[Bereitgestellter Text]
Integrationsamt muss fristlose Kündigung Schwerbehinderter genehmigen
Eintägige Verspätung bei fristloser Kündigung Schwerbehinderter ist unschädlich
Die fristlose Kündigung Schwerbehinderter kann nach § 91 Abs. 5 Neuntes Buch Sozialgesetzbuch (SGB IX) auch noch nach Ablauf der Zwei-Wochen-Frist des § 626 Abs. 2 Bürgerliches Gesetzbuch (BGB) erfolgen, wenn der Arbeitgeber sie „unverzüglich“ nach der Erteilung der Zustimmung durch das Integrationsamt ausspricht. Nach einer Entscheidung des Arbeitsgerichts (ArbG) Oberhausen ist dabei eine Verzögerung um einen Tag unschädlich.

[Aufgabenstellung]
Drucke den bereitgestellten Text vollständig und ohne jede Änderung ab.

[Dateneinträge]
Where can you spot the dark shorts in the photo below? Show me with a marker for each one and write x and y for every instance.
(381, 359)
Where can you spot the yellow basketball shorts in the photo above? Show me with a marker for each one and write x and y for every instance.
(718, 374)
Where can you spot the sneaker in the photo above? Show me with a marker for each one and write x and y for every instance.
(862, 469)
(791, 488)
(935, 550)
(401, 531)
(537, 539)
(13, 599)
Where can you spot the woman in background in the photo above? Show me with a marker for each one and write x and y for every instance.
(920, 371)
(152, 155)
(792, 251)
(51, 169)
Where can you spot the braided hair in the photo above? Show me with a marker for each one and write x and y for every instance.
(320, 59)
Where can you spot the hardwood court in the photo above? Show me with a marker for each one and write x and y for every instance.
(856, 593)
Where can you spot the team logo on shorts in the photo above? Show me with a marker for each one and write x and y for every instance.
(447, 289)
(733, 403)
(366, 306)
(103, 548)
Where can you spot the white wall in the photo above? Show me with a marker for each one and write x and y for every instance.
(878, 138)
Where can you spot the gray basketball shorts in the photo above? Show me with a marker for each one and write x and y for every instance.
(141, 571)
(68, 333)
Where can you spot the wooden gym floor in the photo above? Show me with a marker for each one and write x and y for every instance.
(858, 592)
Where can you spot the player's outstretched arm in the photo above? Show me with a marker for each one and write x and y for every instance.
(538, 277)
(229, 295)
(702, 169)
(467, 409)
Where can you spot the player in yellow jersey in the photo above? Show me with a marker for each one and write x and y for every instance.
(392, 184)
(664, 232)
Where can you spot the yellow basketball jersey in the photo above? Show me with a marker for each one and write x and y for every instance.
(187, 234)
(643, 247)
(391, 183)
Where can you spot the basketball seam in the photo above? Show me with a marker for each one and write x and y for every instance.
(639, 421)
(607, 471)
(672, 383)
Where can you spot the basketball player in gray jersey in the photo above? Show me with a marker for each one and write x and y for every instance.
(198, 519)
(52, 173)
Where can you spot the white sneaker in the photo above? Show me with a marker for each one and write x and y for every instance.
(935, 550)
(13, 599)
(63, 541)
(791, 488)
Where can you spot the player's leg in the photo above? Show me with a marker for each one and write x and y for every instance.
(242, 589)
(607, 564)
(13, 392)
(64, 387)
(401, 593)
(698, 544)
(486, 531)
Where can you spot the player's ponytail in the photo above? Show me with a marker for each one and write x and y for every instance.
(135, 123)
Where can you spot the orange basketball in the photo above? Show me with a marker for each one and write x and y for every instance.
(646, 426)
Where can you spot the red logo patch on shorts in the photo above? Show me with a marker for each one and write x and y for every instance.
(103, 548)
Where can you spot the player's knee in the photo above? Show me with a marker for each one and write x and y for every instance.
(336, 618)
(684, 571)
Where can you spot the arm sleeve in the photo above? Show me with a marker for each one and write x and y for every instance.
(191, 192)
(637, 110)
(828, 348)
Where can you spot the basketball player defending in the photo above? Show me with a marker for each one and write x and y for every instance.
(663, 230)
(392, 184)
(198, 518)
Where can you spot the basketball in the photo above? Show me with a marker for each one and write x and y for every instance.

[Antwortbereich]
Integrationsamt muss fristlose Kündigung Schwerbehinderter genehmigen
Eintägige Verspätung bei fristloser Kündigung Schwerbehinderter ist unschädlich
Die fristlose Kündigung Schwerbehinderter kann nach § 91 Abs. 5 Neuntes Buch Sozialgesetzbuch (SGB IX) auch noch nach Ablauf der Zwei-Wochen-Frist des § 626 Abs. 2 Bürgerliches Gesetzbuch (BGB) erfolgen, wenn der Arbeitgeber sie „unverzüglich“ nach der Erteilung der Zustimmung durch das Integrationsamt ausspricht. Nach einer Entscheidung des Arbeitsgerichts (ArbG) Oberhausen ist dabei eine Verzögerung um einen Tag unschädlich.